BEGIN Excerpt
BAGHDAD – A series of bombings struck Baghdad and a neighboring province Monday, killing at least 10 people and wounding 40, including a deputy oil minister who was injured when a bomb went off in front of his house as he was leaving for work.
Most of the six blasts occurred in Baghdad, reinforcing U.S. military warnings that extremists remain capable of launching attacks in the capital despite an overall improvement in security.
The attacks took place on the eve of the U.S. presidential election between Sen. Barack Obama and Sen. John McCain, who hold widely differing views on the war in Iraq.
Six people died when a pair of bombs — one of them hidden in a trash can — exploded in Tahariyat square in the Karradah district of central Baghdad during the morning rush hour.
Police said 21 people were wounded, including 10 policemen and two women. The blasts blew out store fronts lining the square in a mostly Shiite area of eastern Baghdad.
END Excerpt
# [Requirement]
Could you transcribe the stretch of the Baghdad bombings report from "Six people died" through "of eastern Baghdad."? The records play no part in what follows.
BEGIN Records
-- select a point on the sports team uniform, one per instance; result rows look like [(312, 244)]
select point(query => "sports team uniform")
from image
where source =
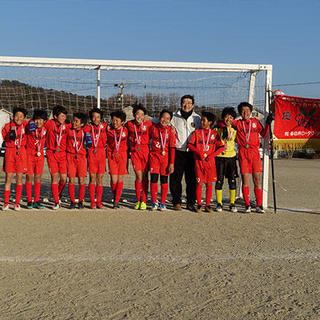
[(36, 141), (76, 161), (206, 144), (162, 153), (117, 146), (56, 152), (15, 158), (248, 141), (96, 157), (139, 151)]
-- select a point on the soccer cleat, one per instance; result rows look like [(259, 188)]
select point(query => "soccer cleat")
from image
[(143, 206), (80, 205), (259, 209), (233, 207), (5, 207), (163, 207), (137, 206), (208, 209), (219, 207), (72, 205), (155, 206), (38, 205)]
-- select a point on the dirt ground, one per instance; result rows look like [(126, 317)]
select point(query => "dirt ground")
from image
[(125, 264)]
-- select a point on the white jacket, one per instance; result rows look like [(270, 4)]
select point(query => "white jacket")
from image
[(184, 128)]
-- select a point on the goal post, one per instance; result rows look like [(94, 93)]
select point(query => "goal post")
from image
[(80, 84)]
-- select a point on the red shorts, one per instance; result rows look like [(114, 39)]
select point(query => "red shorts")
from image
[(97, 161), (118, 164), (77, 165), (205, 171), (140, 159), (13, 162), (35, 164), (249, 160), (57, 162), (159, 163)]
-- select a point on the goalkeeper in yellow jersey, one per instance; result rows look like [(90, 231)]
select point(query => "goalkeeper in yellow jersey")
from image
[(226, 163)]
END Records
# [Finished task]
Six people died when a pair of bombs — one of them hidden in a trash can — exploded in Tahariyat square in the Karradah district of central Baghdad during the morning rush hour.
Police said 21 people were wounded, including 10 policemen and two women. The blasts blew out store fronts lining the square in a mostly Shiite area of eastern Baghdad.